Given exercise A ::
Print the passage of the article on faith-based foster care agencies in Michigan from "Staff Attorney for" to "Bill Schuette do?".

Excerpted text ::

Can State-Funded Organizations Decide Not to Serve LGBTQ+ People?

A new Michigan case about foster care and adoption could become a precedent-setter in the realm of addressing a significant civil rights question

Nowhere has political whiplash become as
 evident as in the debate over whether the State of Michigan should contract with faith-based organizations that 
facilitate foster care and adoptions but refuse to work with same-sex couples on religious grounds. When the American Civil Liberties Union sued the state to stop contracting St. Vincent Catholic Charities and Bethany Christian Services, Republican Bill Schuette backed the agencies’ beliefs. But two months into her tenure, Attorney General Dana Nessel settled the case in the ACLU’s favor, by asserting that refusing to contract with same-sex couples violates the agencies’ contract with the state. Of course, that wasn’t the end of the matter. Becket Fund for Religious Liberty, a Washington, D.C.-based law firm, sued in mid-April on behalf of St. Vincent. Becket’s attorneys argue that excluding faith-based groups is, itself, discriminatory. (In late April, Bethany Christian Services said it was changing its policy to serve same-sex couples.) The dispute is only the latest in a string of controversies around the nation pitting religious liberty against newly won LGBTQ+ civil rights. As Hour Detroit found in talking to the ACLU’s Jay Kaplan and Becket’s Nick Reaves, both sides expect this conflict to continue for years to come.

Jay Kaplan

Staff Attorney for ACLU of Michigan’s LGBT Project

“Our concern is the children. Children in foster care need every family that’s willing and able to provide them a loving home.”

Hour Detroit: How did the original 2017 case between the American Civil Liberties Union and the State of Michigan begin?

Jay Kaplan:  We heard from couples who had contacted some faith-based foster care agencies and were told they wouldn’t work with them because they were a same-sex couple. We did some investigation and contacted the attorney general’s office and informed them that Michigan was contracting with agencies that were ignoring contractual language that says they can’t discriminate based on various categories including sexual orientation.

What did the previous Attorney General Bill Schuette do?

Given records ::
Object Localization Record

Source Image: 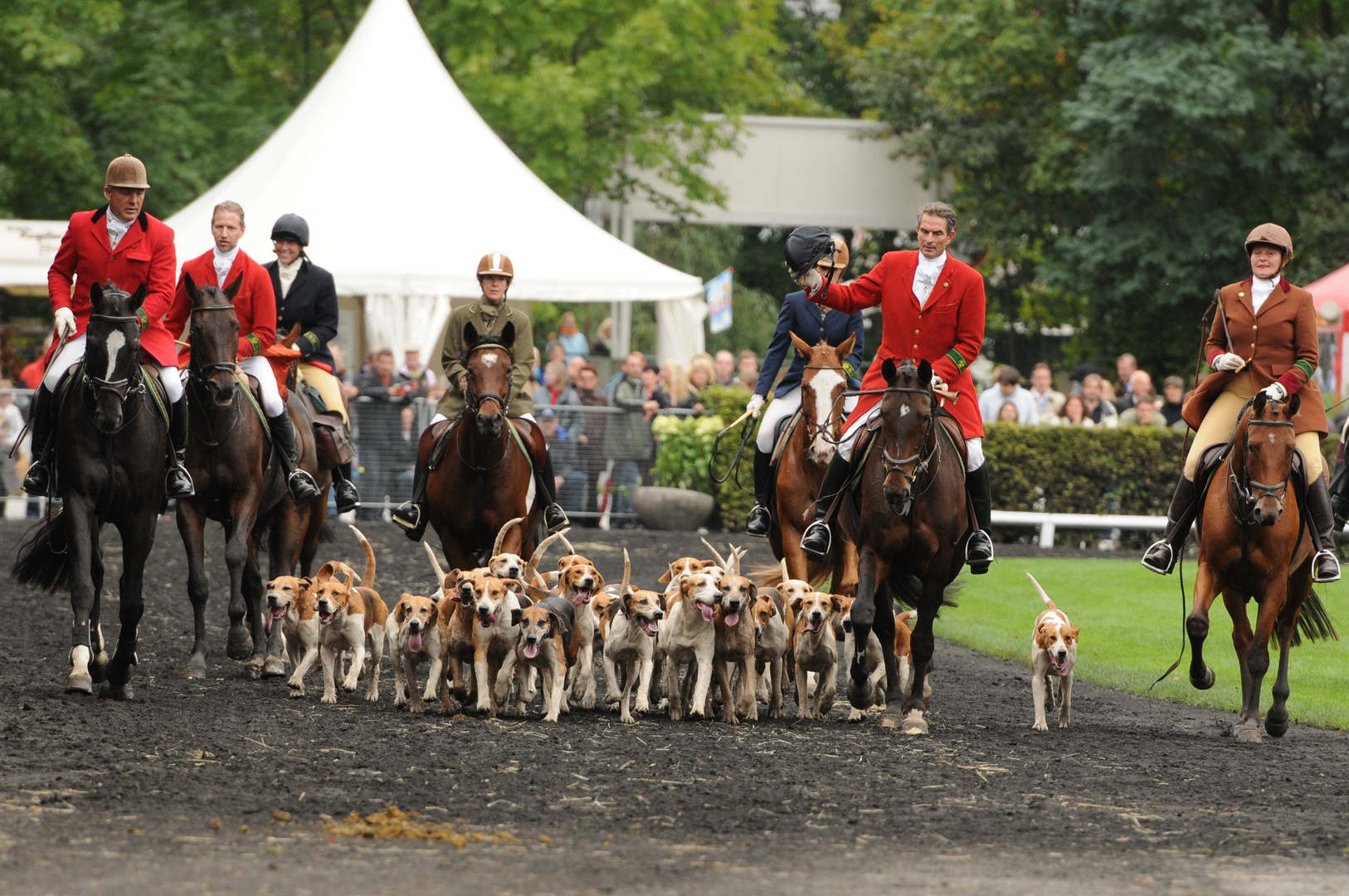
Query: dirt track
[0,521,1349,894]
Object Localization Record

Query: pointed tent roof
[168,0,702,302]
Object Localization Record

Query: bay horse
[178,274,332,679]
[1186,392,1338,743]
[767,334,857,597]
[13,284,168,700]
[839,358,972,734]
[416,323,548,569]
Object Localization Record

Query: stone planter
[633,486,716,532]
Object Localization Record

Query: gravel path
[0,519,1349,894]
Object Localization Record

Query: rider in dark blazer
[263,215,360,513]
[745,236,864,536]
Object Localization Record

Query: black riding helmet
[271,213,309,247]
[782,226,834,280]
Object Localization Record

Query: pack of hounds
[265,519,1078,730]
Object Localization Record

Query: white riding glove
[56,308,75,338]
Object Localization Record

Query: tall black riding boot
[164,396,197,498]
[745,448,773,538]
[538,452,572,532]
[1142,475,1200,575]
[267,411,319,504]
[390,460,426,541]
[23,386,56,497]
[801,452,853,562]
[334,460,360,513]
[1308,475,1340,583]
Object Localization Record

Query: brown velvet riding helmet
[1246,224,1293,262]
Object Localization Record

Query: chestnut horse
[839,358,972,734]
[416,323,548,569]
[13,284,168,700]
[767,334,857,597]
[1186,392,1338,743]
[178,275,332,679]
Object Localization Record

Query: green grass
[936,558,1349,728]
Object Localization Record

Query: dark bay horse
[767,334,857,597]
[840,359,972,734]
[1186,392,1338,743]
[178,276,330,679]
[416,324,548,569]
[13,284,168,700]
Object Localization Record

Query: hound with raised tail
[1025,572,1078,732]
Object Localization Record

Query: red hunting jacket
[164,250,276,360]
[815,251,983,439]
[45,205,178,367]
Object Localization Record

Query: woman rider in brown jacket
[1142,224,1340,582]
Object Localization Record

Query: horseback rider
[1142,224,1340,582]
[745,236,864,537]
[263,215,360,513]
[164,202,319,504]
[23,153,194,498]
[787,202,993,575]
[392,252,568,541]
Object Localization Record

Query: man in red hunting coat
[788,202,993,575]
[23,155,193,498]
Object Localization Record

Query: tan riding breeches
[1185,373,1322,482]
[295,362,351,428]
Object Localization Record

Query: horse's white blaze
[103,329,127,379]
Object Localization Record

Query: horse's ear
[839,334,857,360]
[226,274,244,302]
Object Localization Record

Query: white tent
[168,0,703,358]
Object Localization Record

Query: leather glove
[56,308,75,338]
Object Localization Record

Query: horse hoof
[900,710,928,734]
[99,681,132,700]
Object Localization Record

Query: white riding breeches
[41,334,183,405]
[839,402,983,472]
[239,355,286,417]
[754,386,857,455]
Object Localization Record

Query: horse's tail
[885,569,965,614]
[348,526,375,590]
[1293,591,1340,646]
[9,513,71,591]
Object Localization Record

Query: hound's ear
[226,274,244,302]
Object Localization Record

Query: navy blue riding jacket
[754,290,864,398]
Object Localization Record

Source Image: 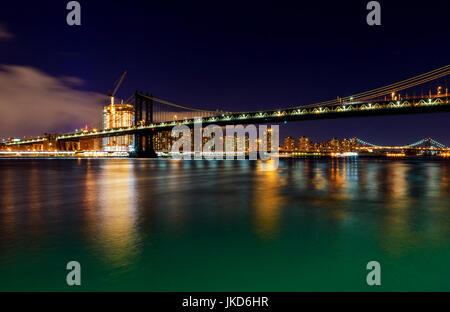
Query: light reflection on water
[0,159,450,290]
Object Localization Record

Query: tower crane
[108,71,127,106]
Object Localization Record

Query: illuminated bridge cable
[356,71,450,100]
[298,65,450,108]
[140,94,217,113]
[346,65,450,98]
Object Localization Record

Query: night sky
[0,0,450,145]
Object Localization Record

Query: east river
[0,158,450,291]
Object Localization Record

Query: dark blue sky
[0,0,450,145]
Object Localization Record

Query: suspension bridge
[355,138,450,152]
[6,65,450,156]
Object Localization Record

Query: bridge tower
[132,91,157,158]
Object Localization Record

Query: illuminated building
[102,100,134,152]
[297,136,310,152]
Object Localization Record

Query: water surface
[0,158,450,291]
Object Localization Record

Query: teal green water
[0,159,450,291]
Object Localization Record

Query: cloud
[0,25,14,40]
[0,65,106,138]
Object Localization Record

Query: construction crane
[108,71,127,106]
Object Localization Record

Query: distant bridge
[6,65,450,156]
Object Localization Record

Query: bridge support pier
[130,133,158,158]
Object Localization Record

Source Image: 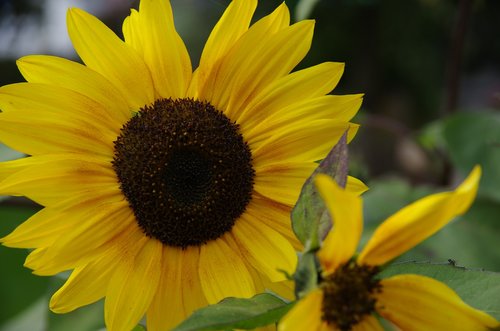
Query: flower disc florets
[320,262,381,331]
[113,99,254,247]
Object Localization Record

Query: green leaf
[400,199,500,271]
[293,251,318,298]
[291,133,348,251]
[174,293,293,331]
[0,205,48,324]
[380,260,500,319]
[443,112,500,201]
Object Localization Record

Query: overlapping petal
[17,55,131,124]
[358,166,481,265]
[198,235,256,304]
[104,240,163,331]
[125,0,192,99]
[67,8,155,111]
[377,275,500,331]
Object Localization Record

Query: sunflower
[0,0,361,331]
[278,166,500,331]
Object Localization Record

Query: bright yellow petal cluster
[279,166,500,331]
[0,0,365,331]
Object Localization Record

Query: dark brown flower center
[113,99,255,248]
[320,262,381,331]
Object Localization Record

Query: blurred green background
[0,0,500,331]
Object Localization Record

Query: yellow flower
[278,166,499,331]
[0,0,361,331]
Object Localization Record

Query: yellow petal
[50,254,118,314]
[193,0,257,97]
[345,176,369,195]
[278,289,323,331]
[50,228,149,313]
[223,21,314,122]
[246,193,303,251]
[30,201,135,275]
[179,247,208,316]
[0,154,119,206]
[238,62,344,131]
[17,55,131,124]
[67,8,154,110]
[131,0,192,99]
[376,275,500,331]
[254,162,318,206]
[195,0,290,102]
[0,83,121,156]
[352,315,384,331]
[314,174,363,275]
[198,236,255,304]
[254,119,359,167]
[122,9,144,52]
[104,239,163,331]
[232,214,297,282]
[147,246,188,331]
[244,94,363,144]
[25,202,135,276]
[358,166,481,265]
[0,192,123,248]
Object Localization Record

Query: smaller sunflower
[278,166,500,331]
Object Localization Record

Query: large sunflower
[0,0,361,331]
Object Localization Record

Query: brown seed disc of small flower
[112,99,255,248]
[320,262,381,331]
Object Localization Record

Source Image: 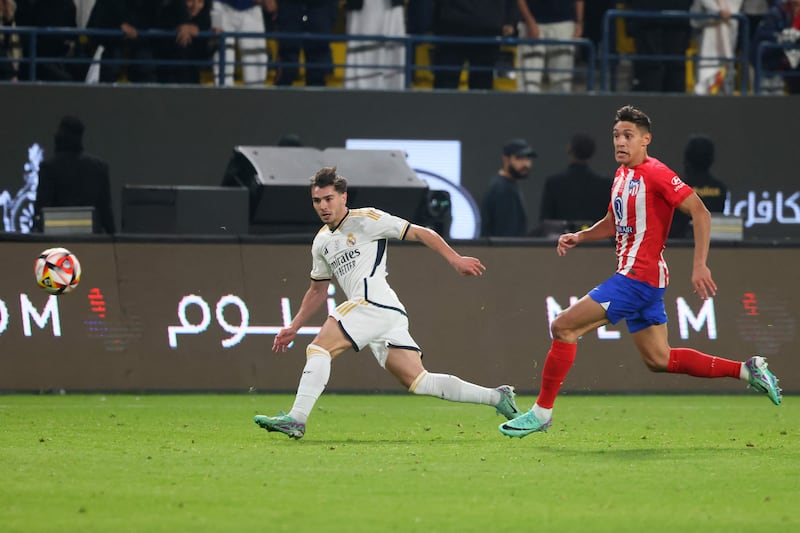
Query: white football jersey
[311,207,411,311]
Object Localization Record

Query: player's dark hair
[311,167,347,194]
[614,105,652,133]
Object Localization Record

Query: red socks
[536,340,578,409]
[667,348,742,379]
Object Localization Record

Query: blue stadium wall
[0,84,800,393]
[0,84,800,241]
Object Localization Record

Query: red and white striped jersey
[608,157,693,288]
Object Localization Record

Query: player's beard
[508,165,530,180]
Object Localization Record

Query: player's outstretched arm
[272,280,330,353]
[406,224,486,276]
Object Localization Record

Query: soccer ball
[33,248,81,294]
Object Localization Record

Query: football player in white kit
[255,167,520,439]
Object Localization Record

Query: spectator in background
[752,0,800,94]
[344,0,406,90]
[0,0,19,81]
[539,133,611,224]
[158,0,215,84]
[275,0,339,87]
[86,0,161,83]
[481,139,536,237]
[517,0,584,93]
[276,133,305,148]
[691,0,742,95]
[211,0,268,87]
[16,0,77,81]
[625,0,692,93]
[669,134,728,239]
[431,0,519,89]
[34,116,116,234]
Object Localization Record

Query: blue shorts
[589,274,667,333]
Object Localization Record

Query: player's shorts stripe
[338,320,358,352]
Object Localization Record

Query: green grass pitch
[0,393,800,533]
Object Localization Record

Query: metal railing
[0,27,596,91]
[0,15,800,95]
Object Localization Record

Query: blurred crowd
[0,0,800,94]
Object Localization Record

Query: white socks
[289,344,331,423]
[408,370,500,405]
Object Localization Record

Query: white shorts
[331,298,422,368]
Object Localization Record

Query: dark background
[0,84,800,240]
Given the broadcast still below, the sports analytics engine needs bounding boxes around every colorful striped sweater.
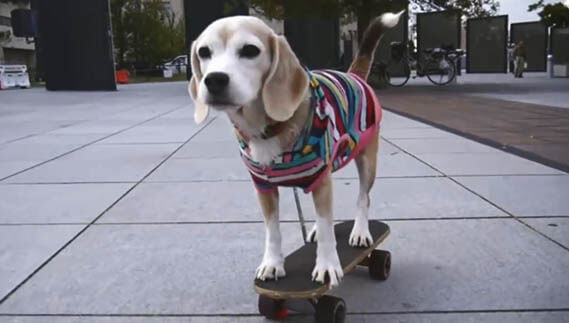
[236,70,381,193]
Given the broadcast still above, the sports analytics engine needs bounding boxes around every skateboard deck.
[254,220,389,299]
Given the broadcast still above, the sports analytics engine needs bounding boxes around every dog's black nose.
[205,72,229,95]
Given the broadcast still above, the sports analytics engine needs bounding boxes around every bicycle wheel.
[426,57,456,85]
[385,60,411,87]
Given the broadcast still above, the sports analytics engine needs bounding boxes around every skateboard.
[254,220,391,323]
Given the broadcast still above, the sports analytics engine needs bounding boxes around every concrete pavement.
[0,83,569,323]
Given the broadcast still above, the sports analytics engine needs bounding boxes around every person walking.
[514,40,527,78]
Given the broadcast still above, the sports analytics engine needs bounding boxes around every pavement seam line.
[0,104,185,182]
[383,138,569,251]
[0,116,216,305]
[0,308,569,317]
[0,215,532,227]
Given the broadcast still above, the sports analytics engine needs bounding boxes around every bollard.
[547,54,553,78]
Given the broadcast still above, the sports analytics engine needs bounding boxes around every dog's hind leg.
[255,189,286,280]
[312,174,344,286]
[349,133,379,247]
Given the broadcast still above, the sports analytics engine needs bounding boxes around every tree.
[250,0,499,40]
[528,0,569,27]
[111,0,185,68]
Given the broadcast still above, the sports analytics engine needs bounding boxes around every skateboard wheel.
[316,295,346,323]
[259,295,288,320]
[368,250,391,280]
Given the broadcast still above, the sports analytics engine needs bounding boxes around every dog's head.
[189,16,308,123]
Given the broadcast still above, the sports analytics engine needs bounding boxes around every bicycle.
[374,42,461,87]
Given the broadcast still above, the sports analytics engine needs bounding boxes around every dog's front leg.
[255,189,286,280]
[312,174,344,286]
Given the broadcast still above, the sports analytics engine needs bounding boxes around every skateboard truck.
[253,188,391,323]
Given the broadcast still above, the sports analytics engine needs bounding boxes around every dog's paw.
[348,225,373,247]
[312,252,344,287]
[255,257,286,281]
[306,224,316,242]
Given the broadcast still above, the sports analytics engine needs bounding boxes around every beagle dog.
[188,12,402,286]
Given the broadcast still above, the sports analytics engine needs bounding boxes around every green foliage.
[528,0,569,27]
[111,0,185,67]
[250,0,499,19]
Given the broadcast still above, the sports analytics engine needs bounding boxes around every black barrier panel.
[551,28,569,64]
[38,0,116,90]
[510,21,548,72]
[284,17,341,69]
[184,0,249,79]
[417,11,461,53]
[375,9,409,76]
[466,16,508,73]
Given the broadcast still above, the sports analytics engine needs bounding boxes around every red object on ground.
[115,70,128,84]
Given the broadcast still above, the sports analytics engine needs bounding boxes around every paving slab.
[99,178,507,223]
[334,219,569,313]
[0,225,83,302]
[0,184,134,224]
[172,140,239,159]
[390,138,499,154]
[0,314,569,323]
[455,175,569,216]
[379,79,569,171]
[103,108,201,143]
[415,152,565,176]
[146,155,251,182]
[0,219,569,315]
[522,218,569,249]
[98,182,298,223]
[0,135,104,179]
[381,110,431,131]
[381,127,460,140]
[0,224,301,314]
[7,144,179,183]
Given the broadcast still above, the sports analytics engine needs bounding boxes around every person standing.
[514,40,527,78]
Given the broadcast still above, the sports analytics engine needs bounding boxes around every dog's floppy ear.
[262,35,308,121]
[188,41,209,124]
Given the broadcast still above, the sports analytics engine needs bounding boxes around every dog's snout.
[205,72,229,95]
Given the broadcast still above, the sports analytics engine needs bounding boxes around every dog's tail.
[348,10,405,80]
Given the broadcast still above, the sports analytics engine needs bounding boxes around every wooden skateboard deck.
[254,220,389,299]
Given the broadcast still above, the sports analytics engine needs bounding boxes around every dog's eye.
[198,46,211,59]
[239,45,261,58]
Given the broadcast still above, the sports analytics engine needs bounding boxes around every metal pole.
[292,187,308,244]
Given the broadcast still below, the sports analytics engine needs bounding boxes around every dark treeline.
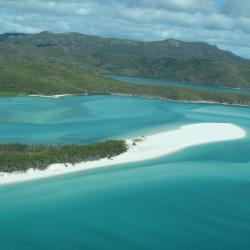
[0,140,127,173]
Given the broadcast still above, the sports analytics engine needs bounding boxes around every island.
[0,123,246,184]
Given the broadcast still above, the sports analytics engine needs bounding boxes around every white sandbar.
[0,123,246,184]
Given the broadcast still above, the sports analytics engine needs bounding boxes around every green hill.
[0,32,250,88]
[0,60,250,105]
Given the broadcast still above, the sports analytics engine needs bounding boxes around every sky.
[0,0,250,58]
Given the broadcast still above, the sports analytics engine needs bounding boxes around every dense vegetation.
[0,60,250,105]
[0,32,250,88]
[0,140,127,173]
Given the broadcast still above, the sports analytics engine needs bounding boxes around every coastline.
[28,92,250,107]
[0,123,246,185]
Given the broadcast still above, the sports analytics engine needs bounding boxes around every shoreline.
[0,123,246,185]
[28,92,250,107]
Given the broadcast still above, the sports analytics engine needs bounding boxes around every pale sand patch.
[0,123,246,184]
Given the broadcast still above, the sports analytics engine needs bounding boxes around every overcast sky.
[0,0,250,58]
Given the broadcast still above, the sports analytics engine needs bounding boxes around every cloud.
[0,0,250,57]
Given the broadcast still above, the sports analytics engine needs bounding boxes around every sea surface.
[0,96,250,250]
[104,74,250,94]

Given exercise B ::
Rewrite the records from their first line to the line with "[1246,224,1293,262]", shifting every bounding-box coordinate in the answers by adding 142 and keeping all other lines unchanged. Leave the pictures out.

Expected answer A ::
Staff Attorney for ACLU of Michigan’s LGBT Project

“Our concern is the children. Children in foster care need every family that’s willing and able to provide them a loving home.”

Hour Detroit: How did the original 2017 case between the American Civil Liberties Union and the State of Michigan begin?

Jay Kaplan:  We heard from couples who had contacted some faith-based foster care agencies and were told they wouldn’t work with them because they were a same-sex couple. We did some investigation and contacted the attorney general’s office and informed them that Michigan was contracting with agencies that were ignoring contractual language that says they can’t discriminate based on various categories including sexual orientation.

What did the previous Attorney General Bill Schuette do?

Expected answer B ::
Object Localization Record

Source Image: 
Query: dirt track
[142,663,1491,1036]
Object Localization Record

Query: pointed tent roof
[310,142,844,444]
Object Localization Record

Query: bay horse
[320,416,474,821]
[1328,534,1480,885]
[909,476,999,739]
[155,426,310,842]
[981,500,1114,876]
[558,465,690,711]
Object Localization Record

Query: stone planter
[775,628,858,674]
Object Localization Record

Query: gravel path
[142,661,1491,1036]
Object Localization Record

Query: rider in dark blazer
[405,357,502,655]
[887,378,1006,678]
Object Localization Record

Query: black riding helmet
[413,355,451,389]
[924,368,976,422]
Object Localization Record

Query: pack of hounds
[407,661,1220,872]
Object Localization Record

Query: white riding glove
[198,450,217,480]
Object Localization Record

Query: tall black riding boot
[306,538,339,640]
[887,590,915,680]
[680,594,714,674]
[1284,617,1342,717]
[409,553,461,646]
[532,602,568,683]
[165,528,198,639]
[943,594,995,704]
[476,602,502,655]
[1450,617,1482,725]
Object Localization Record

Query: brown velvet riding helmet
[1388,366,1435,404]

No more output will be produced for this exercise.